WHAT YOU WILL DO |
1. In the newsgroup post about keeping XP alive, what made OS2 not useful?
2. Retype the newsgroup post from "I gave OS2 about" up to and including "is crumbling.".
3. List every operating system named in the newsgroup post about keeping XP alive.

DOCUMENT TEXT |
| Re: Microsoft Taking Official Petitions to Keep XP Alive
"Mike Hall - MVP" <mikehall@remove_mvps.com> wrote in message
news:OpeRDj%23wIHA.4772@TK2MSFTNGP03.phx.gbl...
>> Mind you, Vista is a bad batch of soup, the best place is the garborator.
>
> You people don't give up easily, do you. This argument has been raging for
> years, but only at user level mainly because users don't understand the
> whole picture.
Most people who spend $1000 for a nice system for home don't know how to
replace or dual boot and install another OS. They just assume the OS is a
native part of the computer. WinMe, I gave it about the same amount of time.
I gave OS2 about the same too. Loved OS2, but the driver support was just
too bad for it to be useful. And I get calls from non-tech friends and
relatives, unanimous, Vista is not the best.
Users (technical or not) understand the _full_ picture absolutely. For
without users, there would be absolutely no need for Microsoft. Microsoft
is in a false sense of security because of the monopoly position with PC
vendors, but with Eee PC (Linux) and a hoard of new systems like it the base
is crumbling.

ROWS |

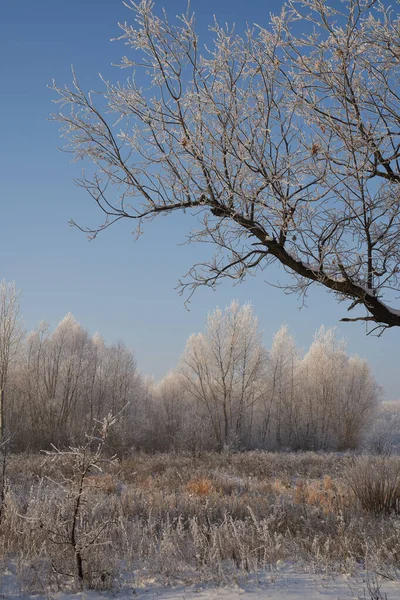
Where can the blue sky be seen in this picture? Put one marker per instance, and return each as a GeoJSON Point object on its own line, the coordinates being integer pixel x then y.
{"type": "Point", "coordinates": [122, 289]}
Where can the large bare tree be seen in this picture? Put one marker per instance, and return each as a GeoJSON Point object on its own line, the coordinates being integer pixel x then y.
{"type": "Point", "coordinates": [285, 145]}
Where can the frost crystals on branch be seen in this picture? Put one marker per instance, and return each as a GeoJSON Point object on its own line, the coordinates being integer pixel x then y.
{"type": "Point", "coordinates": [286, 147]}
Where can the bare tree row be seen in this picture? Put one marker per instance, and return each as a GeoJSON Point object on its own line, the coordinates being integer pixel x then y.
{"type": "Point", "coordinates": [227, 390]}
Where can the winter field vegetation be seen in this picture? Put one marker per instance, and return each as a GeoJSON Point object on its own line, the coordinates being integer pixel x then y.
{"type": "Point", "coordinates": [240, 464]}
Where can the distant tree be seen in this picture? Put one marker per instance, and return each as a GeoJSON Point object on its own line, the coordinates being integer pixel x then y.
{"type": "Point", "coordinates": [280, 406]}
{"type": "Point", "coordinates": [11, 335]}
{"type": "Point", "coordinates": [223, 370]}
{"type": "Point", "coordinates": [337, 396]}
{"type": "Point", "coordinates": [285, 146]}
{"type": "Point", "coordinates": [67, 379]}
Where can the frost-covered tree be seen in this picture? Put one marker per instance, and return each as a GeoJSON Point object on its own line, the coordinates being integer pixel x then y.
{"type": "Point", "coordinates": [337, 396]}
{"type": "Point", "coordinates": [11, 334]}
{"type": "Point", "coordinates": [285, 145]}
{"type": "Point", "coordinates": [224, 369]}
{"type": "Point", "coordinates": [67, 379]}
{"type": "Point", "coordinates": [280, 402]}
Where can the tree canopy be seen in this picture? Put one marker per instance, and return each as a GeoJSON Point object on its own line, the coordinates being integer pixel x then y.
{"type": "Point", "coordinates": [284, 141]}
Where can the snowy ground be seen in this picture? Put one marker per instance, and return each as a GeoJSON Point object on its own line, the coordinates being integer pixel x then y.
{"type": "Point", "coordinates": [285, 584]}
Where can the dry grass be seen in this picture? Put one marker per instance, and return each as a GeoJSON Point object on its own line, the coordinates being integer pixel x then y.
{"type": "Point", "coordinates": [209, 520]}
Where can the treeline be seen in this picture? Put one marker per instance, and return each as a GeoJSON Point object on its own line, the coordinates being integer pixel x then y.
{"type": "Point", "coordinates": [227, 391]}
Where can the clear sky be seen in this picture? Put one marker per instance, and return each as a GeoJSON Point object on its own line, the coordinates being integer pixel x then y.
{"type": "Point", "coordinates": [122, 289]}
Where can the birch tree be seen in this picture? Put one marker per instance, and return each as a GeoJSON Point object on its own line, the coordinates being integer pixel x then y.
{"type": "Point", "coordinates": [224, 369]}
{"type": "Point", "coordinates": [11, 334]}
{"type": "Point", "coordinates": [285, 147]}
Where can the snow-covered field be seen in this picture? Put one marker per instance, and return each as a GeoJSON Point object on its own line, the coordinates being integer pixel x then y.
{"type": "Point", "coordinates": [285, 583]}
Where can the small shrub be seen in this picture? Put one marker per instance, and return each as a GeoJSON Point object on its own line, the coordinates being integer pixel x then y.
{"type": "Point", "coordinates": [375, 481]}
{"type": "Point", "coordinates": [200, 487]}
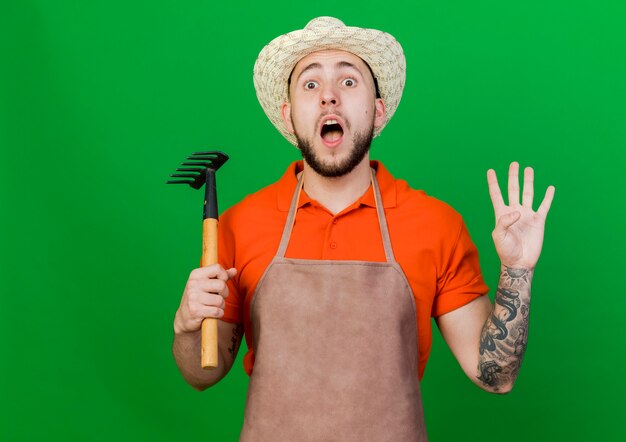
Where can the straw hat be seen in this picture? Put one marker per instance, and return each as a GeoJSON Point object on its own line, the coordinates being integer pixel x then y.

TASK-BY-TASK OUTPUTS |
1. The driver support was too bad.

2.
I gave OS2 about the same too. Loved OS2, but the driver support was just
too bad for it to be useful. And I get calls from non-tech friends and
relatives, unanimous, Vista is not the best.
Users (technical or not) understand the _full_ picture absolutely. For
without users, there would be absolutely no need for Microsoft. Microsoft
is in a false sense of security because of the monopoly position with PC
vendors, but with Eee PC (Linux) and a hoard of new systems like it the base
is crumbling.

3. XP, Vista, WinMe, OS2, Linux